#### [TEXT UNDER STUDY]
Valla Sadya is a unique mass feast (Sadya) offered at the famous Parthasarathy Temple of Aranmula, Kerala, India. During the festival of Onam, a snake boat (Pally odam) race (Vallam kali) is conducted in the sacred Pampa River, and thereafter a grand feast (Valla sadya) at the temple. The Valla Sadya is conducted on Ashtamirohoni, the birthday of Lord Krishna, the deity of the temple. During the Sadya, it is believed that Lord Krishna would come to partake of the Sadya offered by his devotees. The legend says that in a Valla Sadya all dishes asked for by the oarsmen of the pally odams must be provided immediately in order to appease the Lord. They demand the dishes through vanchipattu (Boat song), a traditional chanting of bhajans praising Lord Krishna.
Valla Sadya is a sumptuous feast with about 65 - 70 traditional dishes served on a plantain leaf. The history of this feast starts with the story of Mangattu Bhattathiri. During Thiru Onam the Bhattathiri used to treat a Brahmin - wash his feet and give him a satisfying 'sadya' (extensive meal), considering him to be the God, before Bhattathiri's own lunch.
The Valla sadya is a unique mass feast with strong devotional moorings, given to the crew of Pally odams which the devotees consider a divine vessel of Lord Krishna, the presiding deity of Aranmula Sree Partha Sarathy Temple. Oarsmen from about 25 Palliodams reach the temple through the river Pamba in their respective boats and chanting vanchippattu to take part in the Valla sadya.
On Lord Krishna's birthday, Ashtami Rohini, the Valla sadya is conducted for all the devotees of Lord Parthasarathy reaching the holy shrine. Around one lakh people attend this event every year. Most of the palliodams attend this feast. The Valla sadya can be dedicated to any of the boats. On the Valla sadya day, the oarsmen will come to the Temple in the boat through the river. They will offer Nirapara to the presiding deity at the Nadappanthal in front of the gold-plated temple mast and go around the temple chanting Krishna bhajans (Vanchipattu). The entire atmosphere is charged with the rhythmic Vanchipattu, songs in praise of Lord Parthasarathy. The Vallasadya begins immediately after the Uccha pooja (noon worship) at the temple. The oarsmen are given a rousing reception by the devotees. They circumambulate the temple, chanting the `vanchipattu', verses in praise of Lord Krishna, before partaking of the Vallasadya.

[Entries from a data source]
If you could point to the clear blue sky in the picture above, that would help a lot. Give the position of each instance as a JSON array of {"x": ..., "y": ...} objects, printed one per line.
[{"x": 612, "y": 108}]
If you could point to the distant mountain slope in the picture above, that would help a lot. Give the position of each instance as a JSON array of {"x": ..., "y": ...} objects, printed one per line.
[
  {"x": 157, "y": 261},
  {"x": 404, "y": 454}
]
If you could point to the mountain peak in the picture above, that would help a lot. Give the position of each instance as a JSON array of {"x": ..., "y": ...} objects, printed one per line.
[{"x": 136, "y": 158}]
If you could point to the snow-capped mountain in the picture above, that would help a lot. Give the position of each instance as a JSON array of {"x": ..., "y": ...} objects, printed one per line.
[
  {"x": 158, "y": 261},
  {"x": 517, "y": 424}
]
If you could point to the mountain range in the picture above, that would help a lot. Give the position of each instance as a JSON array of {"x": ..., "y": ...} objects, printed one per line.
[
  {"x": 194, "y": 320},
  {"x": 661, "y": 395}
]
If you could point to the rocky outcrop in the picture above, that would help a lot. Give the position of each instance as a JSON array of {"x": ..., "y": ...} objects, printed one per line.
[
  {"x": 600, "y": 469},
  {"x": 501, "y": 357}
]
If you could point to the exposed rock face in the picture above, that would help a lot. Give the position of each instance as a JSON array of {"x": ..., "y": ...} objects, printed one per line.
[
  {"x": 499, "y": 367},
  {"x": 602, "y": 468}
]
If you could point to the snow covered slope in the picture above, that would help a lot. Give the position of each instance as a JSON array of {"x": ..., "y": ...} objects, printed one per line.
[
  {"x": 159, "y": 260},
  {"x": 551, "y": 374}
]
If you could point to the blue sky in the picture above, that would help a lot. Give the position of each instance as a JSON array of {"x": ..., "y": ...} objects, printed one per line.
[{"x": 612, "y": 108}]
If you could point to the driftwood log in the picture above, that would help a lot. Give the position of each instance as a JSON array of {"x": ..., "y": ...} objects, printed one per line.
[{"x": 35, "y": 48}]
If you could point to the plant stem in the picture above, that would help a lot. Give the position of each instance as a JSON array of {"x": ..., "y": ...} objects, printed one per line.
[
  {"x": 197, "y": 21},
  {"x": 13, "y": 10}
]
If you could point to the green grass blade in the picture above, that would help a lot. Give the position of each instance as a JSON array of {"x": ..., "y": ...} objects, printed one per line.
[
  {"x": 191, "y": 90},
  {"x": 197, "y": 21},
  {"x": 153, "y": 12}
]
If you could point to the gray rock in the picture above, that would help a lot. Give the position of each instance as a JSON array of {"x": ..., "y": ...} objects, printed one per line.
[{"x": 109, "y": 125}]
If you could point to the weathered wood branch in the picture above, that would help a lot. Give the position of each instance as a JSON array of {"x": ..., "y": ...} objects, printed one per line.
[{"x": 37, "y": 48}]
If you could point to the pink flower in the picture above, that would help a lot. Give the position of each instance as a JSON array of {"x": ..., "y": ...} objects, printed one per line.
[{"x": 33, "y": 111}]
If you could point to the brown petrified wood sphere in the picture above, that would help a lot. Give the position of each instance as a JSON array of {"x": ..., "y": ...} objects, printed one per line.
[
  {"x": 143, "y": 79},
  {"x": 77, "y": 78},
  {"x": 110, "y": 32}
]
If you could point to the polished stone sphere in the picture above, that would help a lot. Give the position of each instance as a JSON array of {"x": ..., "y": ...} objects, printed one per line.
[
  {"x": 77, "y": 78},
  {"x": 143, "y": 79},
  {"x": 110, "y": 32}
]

#### [THE TASK]
List every approximate number given in the text on the Valla Sadya feast, each with what it counts. Work only from the text on the Valla Sadya feast.

#### [YOUR RESPONSE]
- About 65 - 70 traditional dishes served on a plantain leaf
- About 25 Palliodams whose oarsmen reach the temple
- Around one lakh people attending each year